- **ABOUT THIS EXERCISE**: Where a line in the records below includes "bare", pull that line out.

- **EXTRACTED MATERIAL**:
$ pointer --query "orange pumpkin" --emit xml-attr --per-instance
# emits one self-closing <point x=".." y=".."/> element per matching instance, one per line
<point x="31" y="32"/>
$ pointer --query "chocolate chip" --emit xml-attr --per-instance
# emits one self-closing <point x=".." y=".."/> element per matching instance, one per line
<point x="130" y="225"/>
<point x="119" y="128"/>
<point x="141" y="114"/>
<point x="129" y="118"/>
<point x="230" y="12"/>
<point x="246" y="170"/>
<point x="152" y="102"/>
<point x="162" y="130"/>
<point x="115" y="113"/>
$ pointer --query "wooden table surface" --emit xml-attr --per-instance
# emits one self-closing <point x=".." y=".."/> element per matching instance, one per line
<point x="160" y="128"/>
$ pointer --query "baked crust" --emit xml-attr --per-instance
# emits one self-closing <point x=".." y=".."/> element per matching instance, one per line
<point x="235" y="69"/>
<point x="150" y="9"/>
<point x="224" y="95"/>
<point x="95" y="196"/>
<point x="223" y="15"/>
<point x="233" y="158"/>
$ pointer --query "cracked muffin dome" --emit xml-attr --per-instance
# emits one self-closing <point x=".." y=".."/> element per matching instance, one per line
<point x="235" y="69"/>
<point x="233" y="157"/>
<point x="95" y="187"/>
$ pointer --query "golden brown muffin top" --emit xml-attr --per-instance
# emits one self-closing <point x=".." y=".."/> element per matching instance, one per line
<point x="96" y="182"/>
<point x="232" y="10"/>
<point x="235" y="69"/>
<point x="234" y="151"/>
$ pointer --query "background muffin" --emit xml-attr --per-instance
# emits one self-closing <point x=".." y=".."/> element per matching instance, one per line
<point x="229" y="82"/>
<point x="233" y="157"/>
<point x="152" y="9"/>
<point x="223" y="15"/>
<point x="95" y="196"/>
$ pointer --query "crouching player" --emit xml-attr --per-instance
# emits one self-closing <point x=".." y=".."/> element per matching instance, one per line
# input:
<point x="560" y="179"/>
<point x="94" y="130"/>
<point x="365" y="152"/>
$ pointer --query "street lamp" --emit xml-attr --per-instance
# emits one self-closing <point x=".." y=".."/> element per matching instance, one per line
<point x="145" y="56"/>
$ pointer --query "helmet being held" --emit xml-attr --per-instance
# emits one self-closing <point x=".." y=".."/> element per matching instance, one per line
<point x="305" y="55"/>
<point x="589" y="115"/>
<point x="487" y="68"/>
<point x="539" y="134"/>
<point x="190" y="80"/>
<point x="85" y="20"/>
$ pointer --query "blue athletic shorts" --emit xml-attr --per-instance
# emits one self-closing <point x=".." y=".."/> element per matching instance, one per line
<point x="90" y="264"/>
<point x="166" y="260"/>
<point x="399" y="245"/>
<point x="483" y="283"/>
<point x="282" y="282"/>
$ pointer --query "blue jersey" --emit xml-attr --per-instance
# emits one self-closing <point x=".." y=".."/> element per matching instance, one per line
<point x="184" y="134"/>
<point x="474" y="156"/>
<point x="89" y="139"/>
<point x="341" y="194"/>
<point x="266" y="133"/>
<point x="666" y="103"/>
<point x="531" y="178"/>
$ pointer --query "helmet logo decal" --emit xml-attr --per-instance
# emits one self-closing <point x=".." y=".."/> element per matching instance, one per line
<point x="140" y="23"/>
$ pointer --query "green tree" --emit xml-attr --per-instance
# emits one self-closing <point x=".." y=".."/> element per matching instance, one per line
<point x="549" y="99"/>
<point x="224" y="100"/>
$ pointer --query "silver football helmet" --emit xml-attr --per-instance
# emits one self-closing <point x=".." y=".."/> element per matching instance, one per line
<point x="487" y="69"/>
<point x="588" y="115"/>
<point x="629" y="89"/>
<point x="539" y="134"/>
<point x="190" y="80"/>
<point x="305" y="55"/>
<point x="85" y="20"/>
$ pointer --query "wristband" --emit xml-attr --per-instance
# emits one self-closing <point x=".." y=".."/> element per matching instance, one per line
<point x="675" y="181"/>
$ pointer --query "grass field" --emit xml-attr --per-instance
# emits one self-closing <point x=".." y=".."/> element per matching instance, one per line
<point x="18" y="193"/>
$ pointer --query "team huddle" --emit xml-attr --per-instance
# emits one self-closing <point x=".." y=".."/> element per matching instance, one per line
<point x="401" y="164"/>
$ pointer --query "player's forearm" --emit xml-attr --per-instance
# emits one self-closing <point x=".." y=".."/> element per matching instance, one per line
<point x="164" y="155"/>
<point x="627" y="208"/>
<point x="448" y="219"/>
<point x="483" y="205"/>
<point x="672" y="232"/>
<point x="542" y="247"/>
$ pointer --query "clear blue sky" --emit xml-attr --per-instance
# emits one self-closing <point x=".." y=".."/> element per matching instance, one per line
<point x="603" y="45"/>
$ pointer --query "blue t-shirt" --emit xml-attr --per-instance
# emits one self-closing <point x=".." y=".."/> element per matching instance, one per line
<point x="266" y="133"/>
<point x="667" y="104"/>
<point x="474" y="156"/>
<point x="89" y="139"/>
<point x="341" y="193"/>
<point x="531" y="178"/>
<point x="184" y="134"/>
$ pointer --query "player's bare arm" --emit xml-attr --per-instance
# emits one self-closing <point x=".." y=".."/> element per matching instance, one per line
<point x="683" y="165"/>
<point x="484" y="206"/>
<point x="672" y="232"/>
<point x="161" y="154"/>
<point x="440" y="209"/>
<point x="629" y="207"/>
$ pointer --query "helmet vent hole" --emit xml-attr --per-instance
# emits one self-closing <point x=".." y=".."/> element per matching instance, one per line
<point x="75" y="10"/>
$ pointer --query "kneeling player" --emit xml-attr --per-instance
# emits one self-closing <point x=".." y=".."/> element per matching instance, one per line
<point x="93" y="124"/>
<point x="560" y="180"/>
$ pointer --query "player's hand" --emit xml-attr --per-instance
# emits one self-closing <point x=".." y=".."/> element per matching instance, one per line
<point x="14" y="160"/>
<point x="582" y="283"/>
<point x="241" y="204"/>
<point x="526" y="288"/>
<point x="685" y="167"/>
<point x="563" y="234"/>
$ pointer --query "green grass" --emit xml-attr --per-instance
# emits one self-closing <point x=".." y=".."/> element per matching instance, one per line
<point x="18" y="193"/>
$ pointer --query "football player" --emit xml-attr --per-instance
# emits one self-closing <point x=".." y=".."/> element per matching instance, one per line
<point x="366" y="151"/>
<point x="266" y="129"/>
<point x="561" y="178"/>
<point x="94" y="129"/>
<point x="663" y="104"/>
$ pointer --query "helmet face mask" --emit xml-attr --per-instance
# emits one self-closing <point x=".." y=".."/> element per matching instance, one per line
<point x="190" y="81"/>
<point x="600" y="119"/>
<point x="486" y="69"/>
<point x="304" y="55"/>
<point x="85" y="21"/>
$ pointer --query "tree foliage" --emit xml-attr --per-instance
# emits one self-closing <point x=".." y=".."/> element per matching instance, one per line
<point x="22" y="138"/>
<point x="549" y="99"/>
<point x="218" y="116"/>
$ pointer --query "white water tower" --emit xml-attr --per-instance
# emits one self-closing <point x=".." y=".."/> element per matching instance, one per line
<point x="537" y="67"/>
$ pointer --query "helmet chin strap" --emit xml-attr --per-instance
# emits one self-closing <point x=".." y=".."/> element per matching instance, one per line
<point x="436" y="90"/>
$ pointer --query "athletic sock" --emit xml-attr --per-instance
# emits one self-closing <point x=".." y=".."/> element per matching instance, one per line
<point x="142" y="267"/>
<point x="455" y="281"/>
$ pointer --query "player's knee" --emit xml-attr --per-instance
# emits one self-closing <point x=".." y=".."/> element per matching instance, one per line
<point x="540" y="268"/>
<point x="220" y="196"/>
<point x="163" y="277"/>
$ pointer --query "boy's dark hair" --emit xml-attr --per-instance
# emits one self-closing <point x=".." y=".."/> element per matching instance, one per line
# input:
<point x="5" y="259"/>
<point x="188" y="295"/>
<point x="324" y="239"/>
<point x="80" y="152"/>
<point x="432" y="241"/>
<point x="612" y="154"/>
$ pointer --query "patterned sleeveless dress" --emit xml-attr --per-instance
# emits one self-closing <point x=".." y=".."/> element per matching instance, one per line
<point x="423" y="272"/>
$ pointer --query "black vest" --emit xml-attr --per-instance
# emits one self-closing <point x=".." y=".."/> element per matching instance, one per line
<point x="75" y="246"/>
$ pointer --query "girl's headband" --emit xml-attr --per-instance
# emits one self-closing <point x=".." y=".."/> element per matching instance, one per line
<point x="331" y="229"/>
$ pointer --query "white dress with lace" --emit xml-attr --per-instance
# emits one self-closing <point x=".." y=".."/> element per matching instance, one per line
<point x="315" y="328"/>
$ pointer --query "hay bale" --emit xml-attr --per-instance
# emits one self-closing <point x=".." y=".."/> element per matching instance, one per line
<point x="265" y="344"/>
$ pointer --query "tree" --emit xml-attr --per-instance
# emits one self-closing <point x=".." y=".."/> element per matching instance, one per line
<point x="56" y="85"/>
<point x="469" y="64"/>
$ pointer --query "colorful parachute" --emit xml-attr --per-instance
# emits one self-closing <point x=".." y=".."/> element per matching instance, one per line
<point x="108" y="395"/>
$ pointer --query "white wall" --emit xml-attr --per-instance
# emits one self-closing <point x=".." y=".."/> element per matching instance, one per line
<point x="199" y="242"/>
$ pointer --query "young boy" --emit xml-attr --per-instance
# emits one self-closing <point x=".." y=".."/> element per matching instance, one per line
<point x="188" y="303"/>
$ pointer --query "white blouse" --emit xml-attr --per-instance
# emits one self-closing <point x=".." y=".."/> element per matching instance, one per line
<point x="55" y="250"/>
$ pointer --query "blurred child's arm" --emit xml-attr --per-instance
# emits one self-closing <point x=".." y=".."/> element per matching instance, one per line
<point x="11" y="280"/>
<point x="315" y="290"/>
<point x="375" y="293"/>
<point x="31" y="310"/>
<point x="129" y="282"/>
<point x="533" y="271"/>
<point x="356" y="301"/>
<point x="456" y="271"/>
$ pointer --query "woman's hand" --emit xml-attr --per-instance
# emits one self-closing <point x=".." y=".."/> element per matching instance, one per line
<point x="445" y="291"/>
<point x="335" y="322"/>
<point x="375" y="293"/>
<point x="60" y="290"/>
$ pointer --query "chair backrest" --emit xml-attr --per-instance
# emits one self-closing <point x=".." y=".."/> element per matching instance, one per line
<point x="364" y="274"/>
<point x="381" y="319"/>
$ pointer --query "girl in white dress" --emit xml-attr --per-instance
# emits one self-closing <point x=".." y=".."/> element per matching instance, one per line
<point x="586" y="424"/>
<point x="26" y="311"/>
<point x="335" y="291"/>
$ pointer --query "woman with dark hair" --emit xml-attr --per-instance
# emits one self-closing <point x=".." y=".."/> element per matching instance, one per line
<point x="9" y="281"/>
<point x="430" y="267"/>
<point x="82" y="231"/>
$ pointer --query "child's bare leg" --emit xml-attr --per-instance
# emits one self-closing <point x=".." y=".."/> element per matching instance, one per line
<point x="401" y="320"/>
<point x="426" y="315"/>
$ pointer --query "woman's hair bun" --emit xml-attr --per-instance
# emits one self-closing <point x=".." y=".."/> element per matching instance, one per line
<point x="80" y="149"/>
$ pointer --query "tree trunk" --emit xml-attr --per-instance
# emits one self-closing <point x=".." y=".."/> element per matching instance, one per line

- **EXERCISE RESULT**:
$ pointer --query "player's bare arm" --emit xml-attr --per-instance
$ pointer --query "child's bare leg" --emit xml-attr --per-instance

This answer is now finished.